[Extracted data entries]
• • • •

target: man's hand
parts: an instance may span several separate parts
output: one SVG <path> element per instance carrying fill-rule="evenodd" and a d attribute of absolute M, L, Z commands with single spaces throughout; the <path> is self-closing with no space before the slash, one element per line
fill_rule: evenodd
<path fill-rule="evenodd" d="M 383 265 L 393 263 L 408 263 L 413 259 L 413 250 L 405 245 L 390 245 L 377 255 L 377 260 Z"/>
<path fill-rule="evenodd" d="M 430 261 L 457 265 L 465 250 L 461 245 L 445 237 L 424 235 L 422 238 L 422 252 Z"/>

• • • •

• REQUIREMENTS
Can you write out every line of the data above again, with each coordinate in the path outlines shifted by -78?

• FINAL RESULT
target: man's hand
parts: an instance may span several separate parts
output: one SVG <path> element per instance carrying fill-rule="evenodd" and a d attribute of absolute M, L, Z commands with single spaces throughout; the <path> is self-closing with no space before the slash, one element per line
fill_rule: evenodd
<path fill-rule="evenodd" d="M 305 187 L 315 185 L 330 185 L 335 181 L 335 172 L 327 167 L 312 167 L 299 177 L 299 182 Z"/>
<path fill-rule="evenodd" d="M 352 183 L 379 187 L 387 172 L 383 167 L 367 159 L 346 157 L 344 160 L 344 174 Z"/>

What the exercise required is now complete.